▶ **Requirement**: Please render the material below as a Markdown table with the columns Row and Line, numbering each row and leaving out blank lines. Begin at the line that contains "Q: Can you identify the bounding box of the white wall", stop after the line that contains "[427,200,460,247]", and include no other lines.

— begin Supplied material —

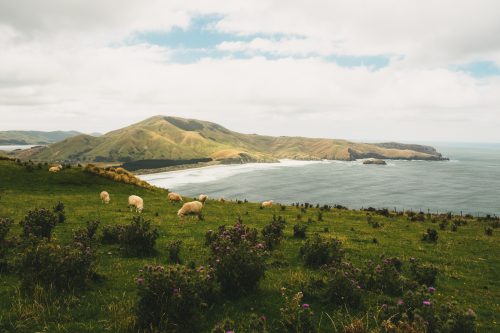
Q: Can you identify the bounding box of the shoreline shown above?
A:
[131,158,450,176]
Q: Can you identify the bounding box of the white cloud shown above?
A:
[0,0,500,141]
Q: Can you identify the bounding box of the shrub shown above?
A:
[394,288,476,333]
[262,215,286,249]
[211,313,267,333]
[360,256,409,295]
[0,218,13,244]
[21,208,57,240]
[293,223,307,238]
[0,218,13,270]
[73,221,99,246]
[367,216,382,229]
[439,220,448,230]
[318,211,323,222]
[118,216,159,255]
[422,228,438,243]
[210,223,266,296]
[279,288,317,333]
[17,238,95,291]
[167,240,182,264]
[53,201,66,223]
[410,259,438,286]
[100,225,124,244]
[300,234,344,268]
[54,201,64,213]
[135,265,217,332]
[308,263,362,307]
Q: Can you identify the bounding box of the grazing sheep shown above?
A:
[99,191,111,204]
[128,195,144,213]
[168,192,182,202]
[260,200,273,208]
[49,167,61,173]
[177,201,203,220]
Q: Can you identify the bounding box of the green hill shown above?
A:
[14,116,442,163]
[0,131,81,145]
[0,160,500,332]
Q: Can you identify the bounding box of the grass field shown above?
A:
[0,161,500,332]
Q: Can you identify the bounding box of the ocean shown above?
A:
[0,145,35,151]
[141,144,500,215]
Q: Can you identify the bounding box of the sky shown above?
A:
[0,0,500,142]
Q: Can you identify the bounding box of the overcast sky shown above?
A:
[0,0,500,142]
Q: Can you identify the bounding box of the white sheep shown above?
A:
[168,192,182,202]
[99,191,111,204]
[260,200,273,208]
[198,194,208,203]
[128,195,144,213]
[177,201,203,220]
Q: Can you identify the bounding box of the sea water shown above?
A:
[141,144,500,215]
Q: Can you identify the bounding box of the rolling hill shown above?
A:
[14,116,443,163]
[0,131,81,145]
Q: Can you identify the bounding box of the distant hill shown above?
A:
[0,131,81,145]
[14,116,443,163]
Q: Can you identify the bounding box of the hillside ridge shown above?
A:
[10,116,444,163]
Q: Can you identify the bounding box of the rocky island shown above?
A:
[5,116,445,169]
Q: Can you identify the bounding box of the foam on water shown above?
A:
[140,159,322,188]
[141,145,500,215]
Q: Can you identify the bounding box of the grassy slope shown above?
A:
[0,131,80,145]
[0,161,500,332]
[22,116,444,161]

— end Supplied material —
— begin Supplied material —

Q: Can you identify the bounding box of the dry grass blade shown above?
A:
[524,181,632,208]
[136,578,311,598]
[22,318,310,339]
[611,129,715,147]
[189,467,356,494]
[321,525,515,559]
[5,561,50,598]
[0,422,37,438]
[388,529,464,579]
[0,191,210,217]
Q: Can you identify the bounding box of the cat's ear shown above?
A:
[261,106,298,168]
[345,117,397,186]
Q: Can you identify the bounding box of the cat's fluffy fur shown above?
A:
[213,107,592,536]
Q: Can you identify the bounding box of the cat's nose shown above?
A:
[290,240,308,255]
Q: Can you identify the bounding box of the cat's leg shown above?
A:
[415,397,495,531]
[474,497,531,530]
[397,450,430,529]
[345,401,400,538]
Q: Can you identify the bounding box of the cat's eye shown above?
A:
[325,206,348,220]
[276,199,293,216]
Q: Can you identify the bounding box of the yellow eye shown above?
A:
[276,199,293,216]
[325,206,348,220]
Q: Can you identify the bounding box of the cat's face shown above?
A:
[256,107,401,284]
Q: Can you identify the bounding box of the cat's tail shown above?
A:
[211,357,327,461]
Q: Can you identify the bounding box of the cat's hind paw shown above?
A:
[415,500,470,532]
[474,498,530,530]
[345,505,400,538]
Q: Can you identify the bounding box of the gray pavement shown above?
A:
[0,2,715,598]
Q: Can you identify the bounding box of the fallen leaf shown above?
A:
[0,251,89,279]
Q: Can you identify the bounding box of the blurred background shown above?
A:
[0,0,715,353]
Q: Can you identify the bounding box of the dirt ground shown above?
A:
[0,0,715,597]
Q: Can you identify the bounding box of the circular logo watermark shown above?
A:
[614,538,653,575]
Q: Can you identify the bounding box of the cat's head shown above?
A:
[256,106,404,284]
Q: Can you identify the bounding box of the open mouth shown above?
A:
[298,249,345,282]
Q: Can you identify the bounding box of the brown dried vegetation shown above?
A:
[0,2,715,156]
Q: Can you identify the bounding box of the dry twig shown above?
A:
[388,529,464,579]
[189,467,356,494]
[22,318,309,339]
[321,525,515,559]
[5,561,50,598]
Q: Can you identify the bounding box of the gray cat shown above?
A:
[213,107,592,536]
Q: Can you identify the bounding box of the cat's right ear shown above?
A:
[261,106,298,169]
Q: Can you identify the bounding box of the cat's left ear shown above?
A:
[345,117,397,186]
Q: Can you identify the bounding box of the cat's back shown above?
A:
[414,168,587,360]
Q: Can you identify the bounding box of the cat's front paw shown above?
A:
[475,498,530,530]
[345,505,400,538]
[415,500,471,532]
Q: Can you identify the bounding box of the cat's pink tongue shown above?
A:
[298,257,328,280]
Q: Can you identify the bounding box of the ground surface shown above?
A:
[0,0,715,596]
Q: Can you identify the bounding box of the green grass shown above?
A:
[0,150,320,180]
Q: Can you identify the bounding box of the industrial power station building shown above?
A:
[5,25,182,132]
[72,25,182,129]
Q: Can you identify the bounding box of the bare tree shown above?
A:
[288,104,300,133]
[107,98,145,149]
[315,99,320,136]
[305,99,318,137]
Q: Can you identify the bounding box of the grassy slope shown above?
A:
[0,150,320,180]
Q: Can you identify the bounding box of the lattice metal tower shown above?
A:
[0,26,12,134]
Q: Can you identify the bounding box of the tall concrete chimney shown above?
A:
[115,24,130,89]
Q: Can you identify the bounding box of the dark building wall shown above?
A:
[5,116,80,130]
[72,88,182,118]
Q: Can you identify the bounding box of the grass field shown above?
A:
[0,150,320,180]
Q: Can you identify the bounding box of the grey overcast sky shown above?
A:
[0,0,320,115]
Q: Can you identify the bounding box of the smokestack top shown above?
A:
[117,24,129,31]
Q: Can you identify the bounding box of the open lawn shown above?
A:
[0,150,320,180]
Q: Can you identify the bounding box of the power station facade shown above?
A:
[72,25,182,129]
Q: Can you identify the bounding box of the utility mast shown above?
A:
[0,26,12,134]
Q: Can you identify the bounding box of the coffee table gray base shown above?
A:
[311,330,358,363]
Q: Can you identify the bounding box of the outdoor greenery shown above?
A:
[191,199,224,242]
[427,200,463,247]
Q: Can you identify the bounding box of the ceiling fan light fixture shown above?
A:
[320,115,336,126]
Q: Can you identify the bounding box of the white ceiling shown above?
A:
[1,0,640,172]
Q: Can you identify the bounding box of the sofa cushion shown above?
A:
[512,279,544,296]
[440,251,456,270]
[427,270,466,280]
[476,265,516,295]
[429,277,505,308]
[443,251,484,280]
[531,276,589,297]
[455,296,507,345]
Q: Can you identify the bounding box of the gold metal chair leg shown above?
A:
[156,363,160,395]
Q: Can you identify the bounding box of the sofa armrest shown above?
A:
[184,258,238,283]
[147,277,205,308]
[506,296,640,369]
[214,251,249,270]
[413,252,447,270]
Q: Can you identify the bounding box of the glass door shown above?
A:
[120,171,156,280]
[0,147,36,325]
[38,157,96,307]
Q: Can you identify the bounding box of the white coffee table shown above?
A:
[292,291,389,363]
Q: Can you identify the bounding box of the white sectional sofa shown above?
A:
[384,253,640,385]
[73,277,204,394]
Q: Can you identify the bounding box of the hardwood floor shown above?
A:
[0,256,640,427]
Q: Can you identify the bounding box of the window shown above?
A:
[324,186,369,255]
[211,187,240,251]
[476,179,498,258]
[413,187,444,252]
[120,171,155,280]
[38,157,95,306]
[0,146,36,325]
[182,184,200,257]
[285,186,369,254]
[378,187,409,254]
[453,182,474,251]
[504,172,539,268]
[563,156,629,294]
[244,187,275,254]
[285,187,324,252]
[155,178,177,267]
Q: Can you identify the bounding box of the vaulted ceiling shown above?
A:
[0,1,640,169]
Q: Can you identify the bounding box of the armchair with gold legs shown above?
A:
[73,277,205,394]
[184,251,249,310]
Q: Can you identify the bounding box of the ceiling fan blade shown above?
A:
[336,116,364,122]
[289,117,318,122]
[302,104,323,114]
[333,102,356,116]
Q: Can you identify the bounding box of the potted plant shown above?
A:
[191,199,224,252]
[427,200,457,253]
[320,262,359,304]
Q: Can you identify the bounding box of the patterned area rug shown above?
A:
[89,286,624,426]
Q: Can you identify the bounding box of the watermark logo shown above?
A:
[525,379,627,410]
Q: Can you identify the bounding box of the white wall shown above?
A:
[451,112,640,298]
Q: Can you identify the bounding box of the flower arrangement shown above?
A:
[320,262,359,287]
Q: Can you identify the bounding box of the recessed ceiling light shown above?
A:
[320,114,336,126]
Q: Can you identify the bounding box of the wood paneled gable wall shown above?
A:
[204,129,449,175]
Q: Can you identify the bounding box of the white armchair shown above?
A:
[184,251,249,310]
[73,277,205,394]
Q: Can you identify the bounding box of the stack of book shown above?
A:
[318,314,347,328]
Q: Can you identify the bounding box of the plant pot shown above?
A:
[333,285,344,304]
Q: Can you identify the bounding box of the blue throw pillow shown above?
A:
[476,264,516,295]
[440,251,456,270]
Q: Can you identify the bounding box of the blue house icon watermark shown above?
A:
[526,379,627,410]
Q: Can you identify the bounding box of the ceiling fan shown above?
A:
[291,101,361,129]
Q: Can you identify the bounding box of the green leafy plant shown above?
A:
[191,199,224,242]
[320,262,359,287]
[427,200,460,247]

— end Supplied material —

▶ **Solution for this exercise**:
| Row | Line |
|---|---|
| 1 | Q: Can you identify the bounding box of the white wall shown above? |
| 2 | A: |
| 3 | [451,112,640,298] |
| 4 | Q: Can you identify the bounding box of the flower arrangement shown above? |
| 5 | A: |
| 6 | [320,262,359,287] |
| 7 | Q: Can you identify the bounding box of the recessed ceiling light shown above? |
| 8 | A: |
| 9 | [320,114,336,126] |
| 10 | Q: Can you identify the bounding box of the wood paneled gable wall shown above? |
| 11 | A: |
| 12 | [204,129,449,175] |
| 13 | Q: Can you identify the bounding box of the white armchair shown above? |
| 14 | A: |
| 15 | [184,251,249,310] |
| 16 | [73,277,205,394] |
| 17 | Q: Can you identify the bounding box of the stack of book shown above? |
| 18 | A: |
| 19 | [318,314,347,328] |
| 20 | Q: Can you identify the bounding box of the plant pot shown above? |
| 21 | A: |
| 22 | [333,285,344,304] |
| 23 | Q: Can you identify the bounding box of the blue throw pillow shown above? |
| 24 | A: |
| 25 | [476,264,516,295] |
| 26 | [440,251,456,270] |
| 27 | Q: Can you identify the bounding box of the blue house icon watermark shown above? |
| 28 | A: |
| 29 | [526,379,627,410] |
| 30 | Q: Can you identify the bounding box of the ceiling fan shown above? |
| 31 | A: |
| 32 | [291,101,361,129] |
| 33 | Q: Can you identify the bounding box of the green leafy plant shown above? |
| 34 | A: |
| 35 | [191,199,224,242] |
| 36 | [320,262,359,287] |
| 37 | [427,200,460,247] |